+++ Excerpted passage

Disclaimer: The content on this website is not an official University of Miami production, we're just all coincidentally at UM. Anything offensive is intentional. We did this (and we are not saying who "we" are), not our advisor, and this website is intended for amusement and recruitment purposes only. 

As part of the University of Miami’s Abess Center for Ecosystem Science and Policy, Broad Lab researchers are PhD students interested in a range of “wicked” problems, from unintended consequences of shark ecotourism, to perception of risk from sea level rise, to the psychological factors influencing wastewater reuse, to the development of a law of the underground (see list of all PhD student projects). We work closely with our fearless, obsessively compulsive, compulsively obsessive, and elusive leader, Dr. Kenneth Broad, in studying how scientific information is perceived, interpreted, and used to make private and public sector decisions. As interdisciplinary scientists, we use diverse methods to answer questions and develop prescriptive approaches to environmental challenges.

++++++
+++ Provided data

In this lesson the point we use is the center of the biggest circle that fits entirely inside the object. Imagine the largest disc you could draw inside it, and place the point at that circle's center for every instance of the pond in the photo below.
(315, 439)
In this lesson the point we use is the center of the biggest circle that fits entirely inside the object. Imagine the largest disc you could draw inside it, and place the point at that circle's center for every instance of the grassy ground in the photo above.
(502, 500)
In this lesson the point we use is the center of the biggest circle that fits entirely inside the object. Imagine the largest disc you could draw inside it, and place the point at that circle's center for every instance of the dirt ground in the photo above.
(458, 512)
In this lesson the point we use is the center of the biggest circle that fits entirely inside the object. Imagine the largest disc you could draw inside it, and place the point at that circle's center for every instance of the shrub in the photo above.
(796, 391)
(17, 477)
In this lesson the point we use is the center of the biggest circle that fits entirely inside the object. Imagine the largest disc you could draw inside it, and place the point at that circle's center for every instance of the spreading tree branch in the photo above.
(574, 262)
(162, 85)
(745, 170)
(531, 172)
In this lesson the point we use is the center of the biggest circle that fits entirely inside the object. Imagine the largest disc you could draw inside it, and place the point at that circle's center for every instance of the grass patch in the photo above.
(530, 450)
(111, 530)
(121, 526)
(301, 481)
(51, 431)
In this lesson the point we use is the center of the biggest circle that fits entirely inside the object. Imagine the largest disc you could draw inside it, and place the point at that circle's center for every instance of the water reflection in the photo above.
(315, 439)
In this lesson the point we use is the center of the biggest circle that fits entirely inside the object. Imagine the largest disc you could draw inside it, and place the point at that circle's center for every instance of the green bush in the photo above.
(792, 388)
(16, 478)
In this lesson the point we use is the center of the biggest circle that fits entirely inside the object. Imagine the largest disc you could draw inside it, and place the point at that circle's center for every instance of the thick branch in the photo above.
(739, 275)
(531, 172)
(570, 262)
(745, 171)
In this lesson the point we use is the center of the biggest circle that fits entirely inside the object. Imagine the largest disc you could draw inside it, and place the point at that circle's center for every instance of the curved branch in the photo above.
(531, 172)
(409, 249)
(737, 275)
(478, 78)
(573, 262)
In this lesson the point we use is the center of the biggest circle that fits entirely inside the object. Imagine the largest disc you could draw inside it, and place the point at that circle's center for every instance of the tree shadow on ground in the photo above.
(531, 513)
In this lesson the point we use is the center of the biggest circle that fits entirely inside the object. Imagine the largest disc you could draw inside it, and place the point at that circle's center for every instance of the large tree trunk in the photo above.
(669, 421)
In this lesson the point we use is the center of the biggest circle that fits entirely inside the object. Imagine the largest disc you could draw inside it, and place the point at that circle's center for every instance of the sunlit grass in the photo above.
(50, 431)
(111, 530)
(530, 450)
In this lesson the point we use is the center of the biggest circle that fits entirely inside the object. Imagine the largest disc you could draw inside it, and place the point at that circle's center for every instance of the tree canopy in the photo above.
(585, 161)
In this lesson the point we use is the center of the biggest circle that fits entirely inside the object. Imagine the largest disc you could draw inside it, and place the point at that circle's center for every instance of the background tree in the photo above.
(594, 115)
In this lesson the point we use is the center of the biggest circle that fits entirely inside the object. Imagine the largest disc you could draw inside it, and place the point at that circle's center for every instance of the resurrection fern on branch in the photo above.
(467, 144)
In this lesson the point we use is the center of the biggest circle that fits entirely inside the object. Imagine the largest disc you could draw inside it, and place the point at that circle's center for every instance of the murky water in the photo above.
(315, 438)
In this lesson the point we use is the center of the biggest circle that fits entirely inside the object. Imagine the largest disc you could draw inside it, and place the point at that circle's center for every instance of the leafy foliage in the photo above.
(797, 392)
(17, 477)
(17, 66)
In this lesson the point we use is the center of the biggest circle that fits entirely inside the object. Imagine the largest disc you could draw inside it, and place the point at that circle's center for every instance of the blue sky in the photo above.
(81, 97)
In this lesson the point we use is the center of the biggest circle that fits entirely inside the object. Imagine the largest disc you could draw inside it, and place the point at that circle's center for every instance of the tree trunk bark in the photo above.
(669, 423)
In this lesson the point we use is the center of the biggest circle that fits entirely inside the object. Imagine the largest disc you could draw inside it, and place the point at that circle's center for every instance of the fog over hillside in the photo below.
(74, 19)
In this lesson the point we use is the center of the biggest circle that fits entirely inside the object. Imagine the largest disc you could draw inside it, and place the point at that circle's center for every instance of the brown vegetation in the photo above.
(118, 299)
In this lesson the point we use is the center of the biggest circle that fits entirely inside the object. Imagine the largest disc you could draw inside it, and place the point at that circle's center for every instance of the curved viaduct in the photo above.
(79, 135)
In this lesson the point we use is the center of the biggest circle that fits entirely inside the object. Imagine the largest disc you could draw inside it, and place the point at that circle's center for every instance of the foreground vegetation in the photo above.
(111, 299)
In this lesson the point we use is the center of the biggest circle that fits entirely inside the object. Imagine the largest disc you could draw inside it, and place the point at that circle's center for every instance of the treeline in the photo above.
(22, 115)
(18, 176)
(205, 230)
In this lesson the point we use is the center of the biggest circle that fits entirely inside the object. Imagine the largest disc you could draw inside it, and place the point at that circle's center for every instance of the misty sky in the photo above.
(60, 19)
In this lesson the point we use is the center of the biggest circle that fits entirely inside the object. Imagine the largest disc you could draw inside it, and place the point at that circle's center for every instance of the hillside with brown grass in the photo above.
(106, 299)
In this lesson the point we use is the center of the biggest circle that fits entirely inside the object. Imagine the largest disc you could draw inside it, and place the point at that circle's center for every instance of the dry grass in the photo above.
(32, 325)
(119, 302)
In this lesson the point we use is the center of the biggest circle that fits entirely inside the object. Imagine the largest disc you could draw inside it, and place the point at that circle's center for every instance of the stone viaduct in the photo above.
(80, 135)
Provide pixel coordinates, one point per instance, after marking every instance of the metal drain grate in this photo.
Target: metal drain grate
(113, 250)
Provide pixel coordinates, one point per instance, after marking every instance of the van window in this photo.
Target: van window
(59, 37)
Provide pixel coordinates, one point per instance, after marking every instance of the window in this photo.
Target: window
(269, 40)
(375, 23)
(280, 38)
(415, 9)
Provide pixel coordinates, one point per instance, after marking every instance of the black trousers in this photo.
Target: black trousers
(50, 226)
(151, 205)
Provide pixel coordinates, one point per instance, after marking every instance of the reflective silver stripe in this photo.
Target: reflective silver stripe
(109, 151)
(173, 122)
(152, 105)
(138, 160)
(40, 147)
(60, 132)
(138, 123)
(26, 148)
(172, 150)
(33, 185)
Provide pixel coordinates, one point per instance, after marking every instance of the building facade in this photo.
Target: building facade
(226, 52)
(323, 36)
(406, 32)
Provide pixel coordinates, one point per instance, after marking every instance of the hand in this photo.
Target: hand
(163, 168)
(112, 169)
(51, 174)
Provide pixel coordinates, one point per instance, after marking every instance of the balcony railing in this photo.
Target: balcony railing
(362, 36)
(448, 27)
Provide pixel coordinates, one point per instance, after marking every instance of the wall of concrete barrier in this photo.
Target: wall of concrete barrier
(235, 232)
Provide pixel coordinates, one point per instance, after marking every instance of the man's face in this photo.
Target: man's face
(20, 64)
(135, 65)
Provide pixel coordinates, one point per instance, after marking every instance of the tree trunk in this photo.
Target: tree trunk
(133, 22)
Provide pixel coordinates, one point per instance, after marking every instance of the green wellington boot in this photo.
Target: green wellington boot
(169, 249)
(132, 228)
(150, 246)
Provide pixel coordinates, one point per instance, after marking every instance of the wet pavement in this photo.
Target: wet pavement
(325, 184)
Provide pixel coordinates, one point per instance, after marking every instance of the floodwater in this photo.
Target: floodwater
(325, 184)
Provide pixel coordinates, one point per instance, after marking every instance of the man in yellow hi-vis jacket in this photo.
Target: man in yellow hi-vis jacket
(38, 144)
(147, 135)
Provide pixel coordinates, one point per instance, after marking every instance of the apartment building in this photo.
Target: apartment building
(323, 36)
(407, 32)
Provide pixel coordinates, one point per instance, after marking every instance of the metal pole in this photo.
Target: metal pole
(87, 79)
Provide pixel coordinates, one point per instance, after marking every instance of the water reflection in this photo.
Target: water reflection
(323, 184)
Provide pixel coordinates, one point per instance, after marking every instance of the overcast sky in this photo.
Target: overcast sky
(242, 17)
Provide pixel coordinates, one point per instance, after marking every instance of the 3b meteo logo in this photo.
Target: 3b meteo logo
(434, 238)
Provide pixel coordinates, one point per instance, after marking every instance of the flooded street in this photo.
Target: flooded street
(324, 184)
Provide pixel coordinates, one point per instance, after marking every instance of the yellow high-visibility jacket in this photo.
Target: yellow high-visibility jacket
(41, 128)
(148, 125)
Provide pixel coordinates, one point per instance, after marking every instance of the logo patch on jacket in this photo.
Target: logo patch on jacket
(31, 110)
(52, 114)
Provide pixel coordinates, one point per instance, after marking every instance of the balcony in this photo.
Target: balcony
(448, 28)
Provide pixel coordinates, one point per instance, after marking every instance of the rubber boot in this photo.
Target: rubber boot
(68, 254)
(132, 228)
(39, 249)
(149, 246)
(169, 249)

++++++

■ **Complete the following**
**A)** According to the Broad Lab page, who leads the lab's researchers?
**B)** Do these statements agree with the Broad Lab page? Answer yes or no for each, quoting the words that decide it.
(i) The website is an official University of Miami production.
(ii) Broad Lab researchers are PhD students.
(iii) The lab's advisor made the website.

■ **Responses**
**A)** Dr. Kenneth Broad

**B)**
(i) No: "The content on this website is not an official University of Miami production"
(ii) Yes: "Broad Lab researchers are PhD students"
(iii) No: "We did this (and we are not saying who "we" are), not our advisor"